> **WRITTEN TASK A**
Reproduce the railway case excerpt between "Appeal from the" and "Buford, for appellees.", inclusive.

--- Begin EXTRACT PROVIDED ---

Case ID: tex-civ-app_30/html/0460-01.html
Source: Caselaw Access Project
Author: {"author": "GARRETT, Chief Justice.", "license": "Public Domain", "url": "https://static.case.law/"}
Date Created: 2024-08-24T03:29:51.129683

International & Great Northern Railway Company v. James Pevey et al.
    Decided November 20, 1902.
    Carrier of Passengers—Keeping Depot Open and Warmed—Injuries from Exposure.
    The statute requiring carriers to keep their depots lighted, warm, and open to all passengers for not less than one hour before the arrival and after the departure of passenger trains did not require a station agent to permit a passenger to leave his wife and children in the depot waiting room from 1 o’clock a. m. until he could go four and a half miles into the country and obtain a conveyance, and the carrier was therefore not liable for injuries sustained from exposure of the passenger and his family while walking that distance; and the fact that the passenger was without sufficient means to go to a hotel or hire a conveyance did. not enlarge the duty and liability of the carrier. Rev. Stats., art. 4521.
    Appeal from the District Court of Rusk County. Tried below before Hon. Richard B. Levy.
    
      N. A. Stedman and Gould & Morris, for appellant.
    
      John R. Arnold and W. C. Buford, for appellees.
   GARRETT, Chief Justice.

--- End EXTRACT PROVIDED ---

> **WRITTEN TASK B**
In the entries, from the line holding "In the photograph above, where can the green" through the last line of the entries, inclusive, swap every "photograph" for "image" and leave everything else unchanged. Output only those lines.

--- Begin MATERIAL FOR THE TASK ---

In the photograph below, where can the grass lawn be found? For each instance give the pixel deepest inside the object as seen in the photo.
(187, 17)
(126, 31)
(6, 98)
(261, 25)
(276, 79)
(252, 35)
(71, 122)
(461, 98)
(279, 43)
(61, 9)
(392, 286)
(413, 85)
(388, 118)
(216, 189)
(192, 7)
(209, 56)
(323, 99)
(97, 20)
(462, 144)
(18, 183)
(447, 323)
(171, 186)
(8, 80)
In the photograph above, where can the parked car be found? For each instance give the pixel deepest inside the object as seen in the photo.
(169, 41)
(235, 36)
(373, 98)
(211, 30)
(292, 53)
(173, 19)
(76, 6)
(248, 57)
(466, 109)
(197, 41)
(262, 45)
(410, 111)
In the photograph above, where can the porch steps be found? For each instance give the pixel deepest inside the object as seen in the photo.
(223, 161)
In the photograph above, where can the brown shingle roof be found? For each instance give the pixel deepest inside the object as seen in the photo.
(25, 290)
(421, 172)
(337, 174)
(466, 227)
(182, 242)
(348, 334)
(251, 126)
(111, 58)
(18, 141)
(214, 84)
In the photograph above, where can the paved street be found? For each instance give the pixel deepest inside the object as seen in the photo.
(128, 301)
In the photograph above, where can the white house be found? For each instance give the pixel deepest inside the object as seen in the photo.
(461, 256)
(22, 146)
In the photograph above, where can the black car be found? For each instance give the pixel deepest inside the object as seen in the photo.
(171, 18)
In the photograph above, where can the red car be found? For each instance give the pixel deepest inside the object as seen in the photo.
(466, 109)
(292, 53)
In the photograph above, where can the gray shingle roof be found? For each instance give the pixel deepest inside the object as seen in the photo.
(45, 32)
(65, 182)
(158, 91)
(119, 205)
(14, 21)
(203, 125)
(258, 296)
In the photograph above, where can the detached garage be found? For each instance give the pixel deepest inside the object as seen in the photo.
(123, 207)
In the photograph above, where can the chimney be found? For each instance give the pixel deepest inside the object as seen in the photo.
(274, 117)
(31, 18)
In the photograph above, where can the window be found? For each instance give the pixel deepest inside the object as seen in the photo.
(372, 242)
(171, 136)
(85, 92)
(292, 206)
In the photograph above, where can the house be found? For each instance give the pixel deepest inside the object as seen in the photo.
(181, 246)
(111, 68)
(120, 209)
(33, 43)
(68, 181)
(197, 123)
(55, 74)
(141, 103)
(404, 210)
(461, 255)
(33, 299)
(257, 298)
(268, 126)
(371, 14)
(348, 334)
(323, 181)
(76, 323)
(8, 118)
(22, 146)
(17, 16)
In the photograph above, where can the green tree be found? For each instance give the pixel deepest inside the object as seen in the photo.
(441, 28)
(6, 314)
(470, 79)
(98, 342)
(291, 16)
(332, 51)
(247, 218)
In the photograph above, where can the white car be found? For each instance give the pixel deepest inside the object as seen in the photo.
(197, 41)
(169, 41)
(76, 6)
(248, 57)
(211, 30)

--- End MATERIAL FOR THE TASK ---

> **COMPLETE OUTPUT A**
Appeal from the District Court of Rusk County. Tried below before Hon. Richard B. Levy.
    
      N. A. Stedman and Gould & Morris, for appellant.
    
      John R. Arnold and W. C. Buford, for appellees.

> **COMPLETE OUTPUT B**
In the image above, where can the green tree be found? For each instance give the pixel deepest inside the object as seen in the photo.
(441, 28)
(6, 314)
(470, 79)
(98, 342)
(291, 16)
(332, 51)
(247, 218)
In the image above, where can the white car be found? For each instance give the pixel deepest inside the object as seen in the photo.
(197, 41)
(169, 41)
(76, 6)
(248, 57)
(211, 30)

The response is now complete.